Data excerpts
------------------------------------------------------------

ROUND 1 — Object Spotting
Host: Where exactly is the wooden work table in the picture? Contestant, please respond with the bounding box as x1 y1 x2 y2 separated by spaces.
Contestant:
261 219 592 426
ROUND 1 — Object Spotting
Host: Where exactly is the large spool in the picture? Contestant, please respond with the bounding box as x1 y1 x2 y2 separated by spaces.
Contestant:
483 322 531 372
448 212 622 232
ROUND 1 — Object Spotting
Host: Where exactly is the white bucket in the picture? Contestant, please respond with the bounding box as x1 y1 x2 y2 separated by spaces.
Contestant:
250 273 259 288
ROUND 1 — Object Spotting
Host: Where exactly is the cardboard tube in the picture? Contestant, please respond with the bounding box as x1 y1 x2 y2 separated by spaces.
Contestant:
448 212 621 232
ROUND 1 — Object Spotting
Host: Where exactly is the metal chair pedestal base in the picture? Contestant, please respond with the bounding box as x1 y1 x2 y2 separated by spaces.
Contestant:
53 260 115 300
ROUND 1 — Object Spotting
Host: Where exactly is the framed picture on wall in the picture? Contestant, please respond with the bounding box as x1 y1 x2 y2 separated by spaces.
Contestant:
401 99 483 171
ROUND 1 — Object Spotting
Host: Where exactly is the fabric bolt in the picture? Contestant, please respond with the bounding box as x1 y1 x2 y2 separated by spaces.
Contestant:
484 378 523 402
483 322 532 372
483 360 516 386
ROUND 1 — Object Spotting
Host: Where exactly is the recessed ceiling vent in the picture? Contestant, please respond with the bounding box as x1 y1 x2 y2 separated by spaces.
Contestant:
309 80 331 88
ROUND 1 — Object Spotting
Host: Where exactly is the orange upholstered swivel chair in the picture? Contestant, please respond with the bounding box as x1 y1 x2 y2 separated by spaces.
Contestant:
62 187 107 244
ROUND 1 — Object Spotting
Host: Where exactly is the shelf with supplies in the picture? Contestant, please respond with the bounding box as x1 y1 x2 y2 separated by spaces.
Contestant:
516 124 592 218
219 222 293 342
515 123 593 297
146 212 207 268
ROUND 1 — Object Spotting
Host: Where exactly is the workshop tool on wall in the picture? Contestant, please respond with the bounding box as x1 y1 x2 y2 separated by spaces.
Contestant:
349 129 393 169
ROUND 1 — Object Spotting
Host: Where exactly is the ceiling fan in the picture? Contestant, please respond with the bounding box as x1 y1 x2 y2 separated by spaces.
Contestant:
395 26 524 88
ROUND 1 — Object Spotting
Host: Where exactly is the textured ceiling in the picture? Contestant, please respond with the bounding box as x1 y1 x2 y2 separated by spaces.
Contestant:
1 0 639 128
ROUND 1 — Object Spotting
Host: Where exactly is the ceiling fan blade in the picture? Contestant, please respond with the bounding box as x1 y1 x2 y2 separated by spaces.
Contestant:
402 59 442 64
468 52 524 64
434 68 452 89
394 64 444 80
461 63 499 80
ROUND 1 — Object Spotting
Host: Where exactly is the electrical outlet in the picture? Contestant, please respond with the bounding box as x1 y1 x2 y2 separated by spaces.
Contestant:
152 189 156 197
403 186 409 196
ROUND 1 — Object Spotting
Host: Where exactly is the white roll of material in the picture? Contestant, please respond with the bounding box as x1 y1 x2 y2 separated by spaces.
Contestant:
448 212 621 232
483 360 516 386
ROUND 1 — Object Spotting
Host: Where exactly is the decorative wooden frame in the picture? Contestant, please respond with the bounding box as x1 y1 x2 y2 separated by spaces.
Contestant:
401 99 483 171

------------------------------------------------------------

## Work to complete
Show the lines of the records above that mention "chair".

## Written answer
Host: Where exactly is the metal chair pedestal base in the picture? Contestant, please respond with the bounding box as x1 y1 x2 y2 separated by spaces.
Host: Where exactly is the orange upholstered swivel chair in the picture? Contestant, please respond with the bounding box as x1 y1 x2 y2 separated by spaces.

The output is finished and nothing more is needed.